Task ::
Return every line of the records below that contains the word "tire", matching case exactly.

Source records ::
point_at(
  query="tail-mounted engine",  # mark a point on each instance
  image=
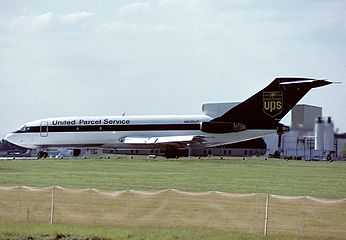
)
(222, 127)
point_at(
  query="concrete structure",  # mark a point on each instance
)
(311, 136)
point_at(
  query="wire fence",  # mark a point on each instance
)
(257, 213)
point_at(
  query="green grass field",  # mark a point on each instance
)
(293, 178)
(318, 179)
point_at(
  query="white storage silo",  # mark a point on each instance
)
(328, 135)
(319, 134)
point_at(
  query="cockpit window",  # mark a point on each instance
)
(23, 129)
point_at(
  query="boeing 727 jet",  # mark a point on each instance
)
(257, 116)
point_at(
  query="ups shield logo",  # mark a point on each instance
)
(273, 103)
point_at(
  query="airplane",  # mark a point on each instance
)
(257, 116)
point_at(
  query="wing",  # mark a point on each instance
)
(178, 141)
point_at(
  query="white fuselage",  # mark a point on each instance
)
(114, 131)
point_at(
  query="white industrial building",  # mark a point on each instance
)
(311, 136)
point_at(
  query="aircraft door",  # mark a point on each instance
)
(44, 129)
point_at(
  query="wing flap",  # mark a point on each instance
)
(158, 140)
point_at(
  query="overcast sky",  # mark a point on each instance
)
(80, 57)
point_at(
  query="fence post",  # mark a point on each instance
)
(52, 206)
(266, 216)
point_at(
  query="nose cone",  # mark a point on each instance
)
(9, 137)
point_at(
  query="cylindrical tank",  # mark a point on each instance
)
(329, 135)
(319, 134)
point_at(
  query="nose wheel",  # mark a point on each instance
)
(42, 155)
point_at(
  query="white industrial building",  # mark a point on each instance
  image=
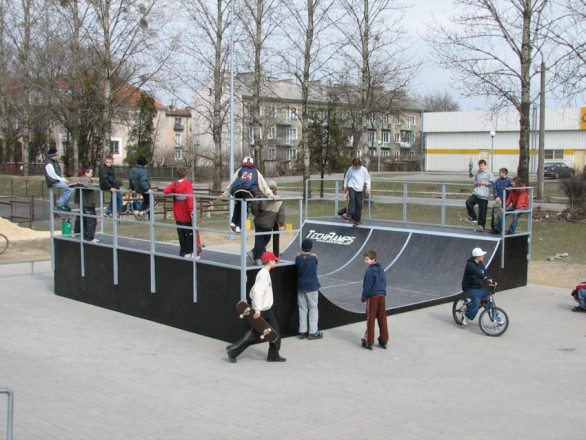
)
(451, 139)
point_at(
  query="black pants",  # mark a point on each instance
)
(237, 214)
(471, 202)
(89, 224)
(185, 238)
(251, 336)
(355, 204)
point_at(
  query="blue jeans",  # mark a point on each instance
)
(514, 222)
(118, 196)
(475, 295)
(307, 302)
(66, 193)
(355, 204)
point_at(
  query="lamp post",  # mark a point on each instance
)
(492, 135)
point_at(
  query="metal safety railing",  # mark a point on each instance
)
(9, 411)
(152, 224)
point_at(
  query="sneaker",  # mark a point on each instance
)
(366, 344)
(317, 335)
(250, 255)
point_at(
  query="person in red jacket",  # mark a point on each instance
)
(182, 191)
(517, 199)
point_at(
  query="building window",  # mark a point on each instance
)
(386, 137)
(291, 134)
(371, 136)
(115, 146)
(272, 132)
(553, 154)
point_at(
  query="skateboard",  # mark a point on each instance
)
(343, 215)
(265, 331)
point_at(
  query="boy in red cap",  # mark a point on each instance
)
(261, 295)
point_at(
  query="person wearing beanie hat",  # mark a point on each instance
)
(140, 181)
(261, 296)
(245, 184)
(475, 274)
(55, 179)
(269, 215)
(307, 292)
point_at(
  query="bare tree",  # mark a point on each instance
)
(311, 19)
(490, 47)
(259, 19)
(205, 46)
(130, 41)
(570, 38)
(439, 102)
(373, 54)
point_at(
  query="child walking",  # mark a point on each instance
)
(307, 291)
(374, 290)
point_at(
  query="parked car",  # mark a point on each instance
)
(557, 170)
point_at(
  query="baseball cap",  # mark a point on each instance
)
(267, 256)
(477, 252)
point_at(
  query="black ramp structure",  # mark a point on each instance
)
(424, 266)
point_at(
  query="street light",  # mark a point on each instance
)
(492, 135)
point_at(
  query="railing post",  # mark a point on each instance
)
(9, 412)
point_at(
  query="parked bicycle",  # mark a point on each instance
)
(4, 242)
(493, 320)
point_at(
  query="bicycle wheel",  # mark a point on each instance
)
(458, 310)
(3, 243)
(494, 321)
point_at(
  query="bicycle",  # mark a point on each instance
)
(4, 242)
(493, 320)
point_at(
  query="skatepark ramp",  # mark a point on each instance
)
(424, 265)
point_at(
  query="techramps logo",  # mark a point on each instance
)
(331, 238)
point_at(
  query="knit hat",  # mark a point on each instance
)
(306, 245)
(267, 256)
(477, 252)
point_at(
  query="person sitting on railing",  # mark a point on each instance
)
(517, 199)
(244, 185)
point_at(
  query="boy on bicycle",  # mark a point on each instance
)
(472, 284)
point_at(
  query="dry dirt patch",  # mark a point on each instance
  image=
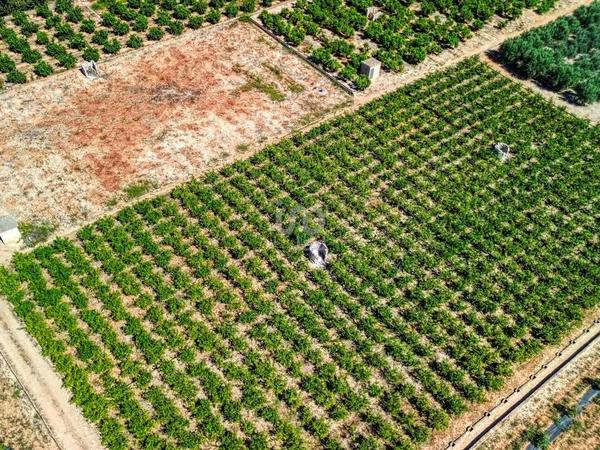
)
(20, 426)
(163, 114)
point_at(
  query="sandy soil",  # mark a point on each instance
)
(20, 426)
(43, 385)
(565, 389)
(521, 380)
(70, 145)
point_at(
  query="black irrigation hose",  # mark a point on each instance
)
(526, 397)
(30, 398)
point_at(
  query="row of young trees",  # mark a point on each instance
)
(402, 34)
(563, 55)
(201, 322)
(68, 34)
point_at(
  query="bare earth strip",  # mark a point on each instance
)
(164, 114)
(20, 425)
(489, 37)
(44, 386)
(538, 407)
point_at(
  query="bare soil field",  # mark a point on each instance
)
(565, 390)
(20, 426)
(71, 145)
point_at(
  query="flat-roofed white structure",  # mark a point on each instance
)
(9, 230)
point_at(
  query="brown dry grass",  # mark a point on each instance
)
(566, 390)
(20, 426)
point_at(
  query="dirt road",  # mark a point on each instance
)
(44, 387)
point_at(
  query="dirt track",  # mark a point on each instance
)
(476, 434)
(44, 386)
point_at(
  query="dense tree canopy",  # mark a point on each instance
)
(563, 55)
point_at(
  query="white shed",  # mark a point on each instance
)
(9, 230)
(371, 68)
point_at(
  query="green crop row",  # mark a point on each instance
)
(402, 32)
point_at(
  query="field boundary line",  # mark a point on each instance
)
(46, 391)
(551, 368)
(298, 54)
(30, 398)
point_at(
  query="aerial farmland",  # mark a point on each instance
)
(326, 224)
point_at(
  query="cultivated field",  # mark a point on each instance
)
(20, 426)
(70, 145)
(62, 34)
(563, 55)
(195, 319)
(553, 401)
(340, 34)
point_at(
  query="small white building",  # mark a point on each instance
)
(371, 68)
(9, 230)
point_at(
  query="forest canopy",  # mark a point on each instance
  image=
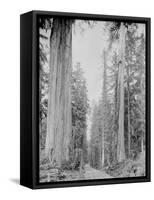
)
(92, 99)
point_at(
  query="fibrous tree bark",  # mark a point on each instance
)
(103, 107)
(59, 96)
(120, 145)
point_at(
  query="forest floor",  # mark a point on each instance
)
(127, 168)
(72, 175)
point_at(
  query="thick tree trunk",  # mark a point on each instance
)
(120, 145)
(59, 98)
(103, 108)
(128, 114)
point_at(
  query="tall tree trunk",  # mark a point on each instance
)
(120, 145)
(103, 107)
(128, 113)
(59, 98)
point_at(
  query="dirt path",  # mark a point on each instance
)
(91, 173)
(88, 173)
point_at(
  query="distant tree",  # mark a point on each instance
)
(80, 107)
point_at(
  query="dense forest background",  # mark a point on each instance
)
(105, 138)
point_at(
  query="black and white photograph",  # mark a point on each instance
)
(92, 91)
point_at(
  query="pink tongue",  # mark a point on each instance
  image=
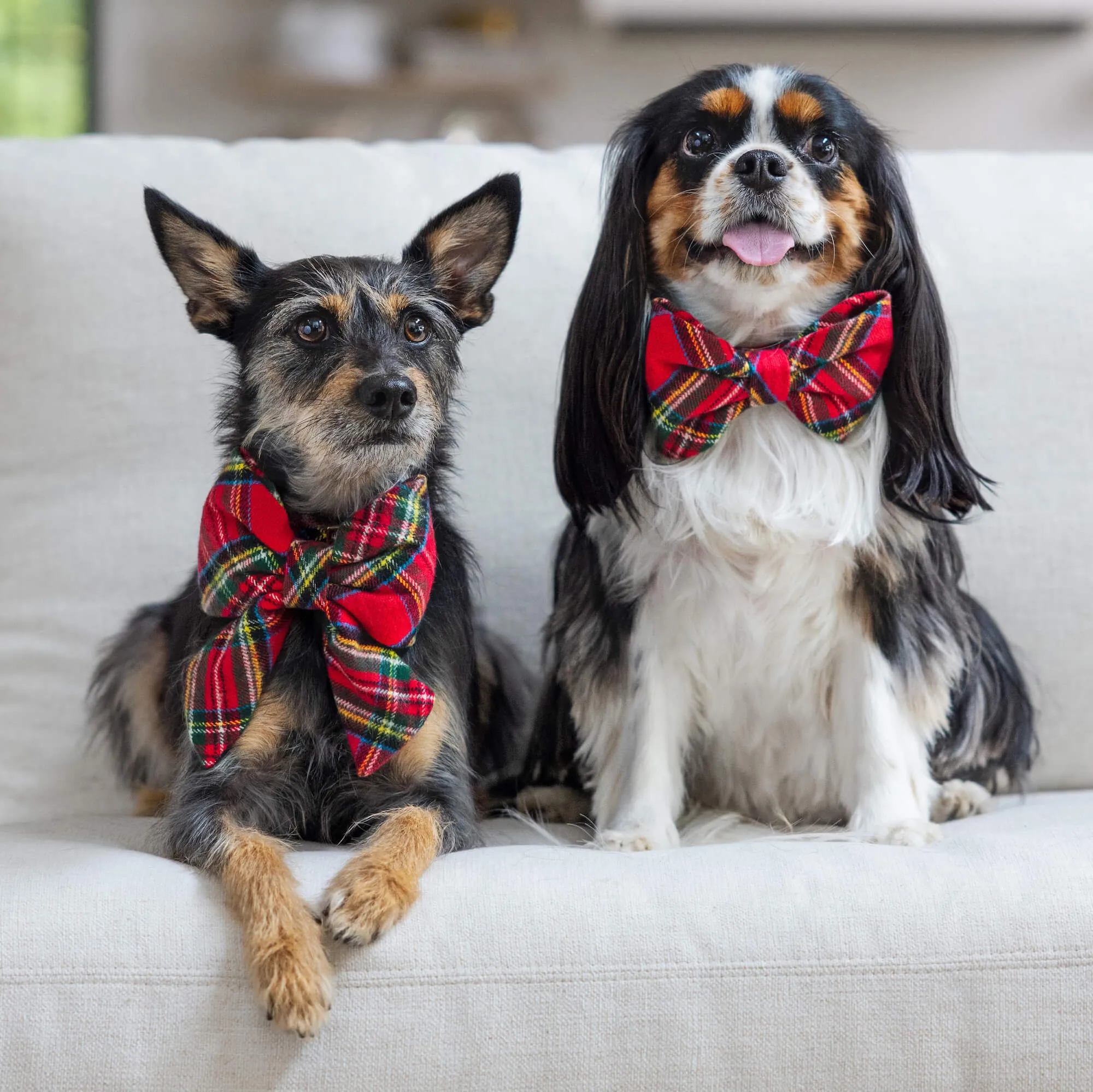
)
(758, 244)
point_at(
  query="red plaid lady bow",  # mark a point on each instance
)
(829, 376)
(371, 579)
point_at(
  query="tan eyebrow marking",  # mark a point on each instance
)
(728, 101)
(800, 106)
(339, 305)
(395, 303)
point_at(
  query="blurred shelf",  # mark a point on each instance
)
(401, 85)
(942, 13)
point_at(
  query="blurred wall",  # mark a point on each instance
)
(195, 68)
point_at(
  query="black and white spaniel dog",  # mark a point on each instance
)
(778, 625)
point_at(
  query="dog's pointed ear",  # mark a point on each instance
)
(925, 470)
(603, 410)
(468, 245)
(217, 273)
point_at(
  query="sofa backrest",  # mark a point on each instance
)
(107, 396)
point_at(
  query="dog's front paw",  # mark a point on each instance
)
(958, 800)
(639, 837)
(366, 899)
(295, 980)
(913, 833)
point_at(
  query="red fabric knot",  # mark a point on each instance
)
(829, 377)
(371, 580)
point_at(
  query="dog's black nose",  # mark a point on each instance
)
(761, 169)
(390, 398)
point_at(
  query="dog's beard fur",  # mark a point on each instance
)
(763, 627)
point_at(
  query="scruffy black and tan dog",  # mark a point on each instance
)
(330, 626)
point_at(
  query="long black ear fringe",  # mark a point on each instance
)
(926, 471)
(603, 409)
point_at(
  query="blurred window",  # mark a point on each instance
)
(44, 67)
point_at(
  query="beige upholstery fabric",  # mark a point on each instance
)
(763, 966)
(770, 965)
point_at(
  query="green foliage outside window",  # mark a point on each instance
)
(44, 79)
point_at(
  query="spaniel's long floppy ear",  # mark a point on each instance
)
(467, 246)
(217, 274)
(926, 471)
(603, 410)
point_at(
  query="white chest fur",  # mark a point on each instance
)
(747, 665)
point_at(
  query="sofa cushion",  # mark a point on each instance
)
(768, 965)
(107, 396)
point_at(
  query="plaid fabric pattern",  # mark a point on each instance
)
(371, 577)
(829, 376)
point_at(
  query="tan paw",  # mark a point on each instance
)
(366, 900)
(295, 980)
(958, 800)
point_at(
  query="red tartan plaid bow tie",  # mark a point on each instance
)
(829, 376)
(371, 579)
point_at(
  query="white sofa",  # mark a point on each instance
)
(771, 963)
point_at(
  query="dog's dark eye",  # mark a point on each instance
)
(313, 328)
(822, 149)
(700, 142)
(417, 328)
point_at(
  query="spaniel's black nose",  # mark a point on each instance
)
(390, 398)
(761, 169)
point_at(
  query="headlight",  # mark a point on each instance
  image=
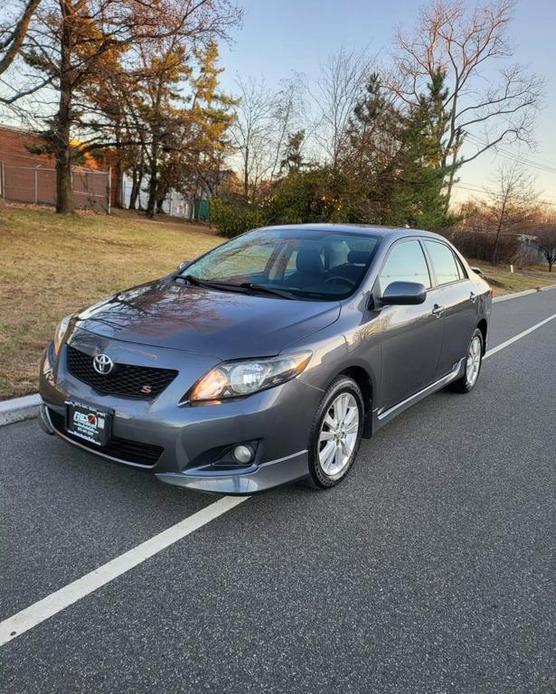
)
(234, 379)
(60, 333)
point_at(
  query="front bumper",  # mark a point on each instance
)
(193, 439)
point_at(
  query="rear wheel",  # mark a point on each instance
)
(336, 433)
(473, 363)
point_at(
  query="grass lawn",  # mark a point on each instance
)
(52, 265)
(505, 282)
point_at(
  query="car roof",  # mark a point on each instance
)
(371, 229)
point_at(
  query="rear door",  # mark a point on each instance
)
(411, 335)
(454, 301)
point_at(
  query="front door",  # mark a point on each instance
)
(411, 335)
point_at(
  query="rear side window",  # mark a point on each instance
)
(444, 264)
(405, 263)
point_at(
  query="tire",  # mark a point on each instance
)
(468, 381)
(333, 449)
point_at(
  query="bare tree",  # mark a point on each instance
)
(288, 111)
(71, 45)
(546, 242)
(335, 95)
(251, 132)
(465, 41)
(512, 203)
(13, 32)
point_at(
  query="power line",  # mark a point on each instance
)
(512, 156)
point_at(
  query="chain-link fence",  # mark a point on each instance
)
(37, 184)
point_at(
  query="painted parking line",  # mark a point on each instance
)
(42, 610)
(517, 337)
(66, 596)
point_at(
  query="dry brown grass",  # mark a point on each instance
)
(51, 265)
(505, 282)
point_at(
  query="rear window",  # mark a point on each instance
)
(444, 264)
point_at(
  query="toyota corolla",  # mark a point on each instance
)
(268, 359)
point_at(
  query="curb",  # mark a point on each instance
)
(19, 409)
(507, 297)
(27, 407)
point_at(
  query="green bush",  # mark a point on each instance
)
(233, 217)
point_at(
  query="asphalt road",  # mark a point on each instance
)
(429, 570)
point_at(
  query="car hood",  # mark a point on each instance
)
(227, 325)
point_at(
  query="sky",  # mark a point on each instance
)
(295, 36)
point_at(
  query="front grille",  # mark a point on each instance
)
(123, 449)
(142, 382)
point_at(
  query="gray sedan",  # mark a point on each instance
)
(269, 358)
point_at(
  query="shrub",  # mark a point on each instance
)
(480, 245)
(233, 217)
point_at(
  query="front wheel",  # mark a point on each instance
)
(473, 363)
(336, 433)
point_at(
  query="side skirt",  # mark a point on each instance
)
(383, 416)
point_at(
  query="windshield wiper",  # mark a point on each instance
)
(267, 290)
(233, 287)
(208, 284)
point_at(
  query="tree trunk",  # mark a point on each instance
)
(246, 175)
(64, 194)
(151, 204)
(136, 178)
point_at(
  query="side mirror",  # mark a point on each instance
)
(403, 293)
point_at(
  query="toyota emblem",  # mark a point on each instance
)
(102, 364)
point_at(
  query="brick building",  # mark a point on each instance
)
(29, 177)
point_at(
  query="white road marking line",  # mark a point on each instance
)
(517, 337)
(21, 622)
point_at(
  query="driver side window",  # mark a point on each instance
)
(405, 263)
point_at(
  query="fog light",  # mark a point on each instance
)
(243, 454)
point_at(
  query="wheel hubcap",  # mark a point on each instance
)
(338, 434)
(473, 363)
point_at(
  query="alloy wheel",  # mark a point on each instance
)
(338, 434)
(473, 363)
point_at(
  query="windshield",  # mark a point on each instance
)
(311, 264)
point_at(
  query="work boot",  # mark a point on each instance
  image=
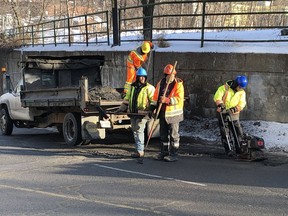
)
(160, 156)
(137, 154)
(170, 158)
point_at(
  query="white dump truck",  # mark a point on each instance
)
(65, 92)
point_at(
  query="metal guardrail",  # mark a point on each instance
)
(94, 28)
(235, 19)
(86, 29)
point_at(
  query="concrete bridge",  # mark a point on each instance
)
(202, 73)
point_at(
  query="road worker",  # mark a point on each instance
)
(171, 112)
(231, 97)
(137, 100)
(135, 60)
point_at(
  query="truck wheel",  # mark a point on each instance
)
(72, 129)
(6, 122)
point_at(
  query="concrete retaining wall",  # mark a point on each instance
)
(202, 73)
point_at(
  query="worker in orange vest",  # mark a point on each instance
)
(171, 112)
(135, 60)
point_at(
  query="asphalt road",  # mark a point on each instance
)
(40, 175)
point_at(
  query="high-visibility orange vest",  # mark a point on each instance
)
(176, 95)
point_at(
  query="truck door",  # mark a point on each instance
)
(17, 111)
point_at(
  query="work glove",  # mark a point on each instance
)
(233, 110)
(165, 100)
(123, 108)
(152, 111)
(152, 115)
(221, 107)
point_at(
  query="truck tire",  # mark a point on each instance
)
(6, 122)
(72, 129)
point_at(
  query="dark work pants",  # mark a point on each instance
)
(169, 135)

Complete response ::
  query="tire",  # mark a point on each instance
  query="truck tire",  # mark a point on each instance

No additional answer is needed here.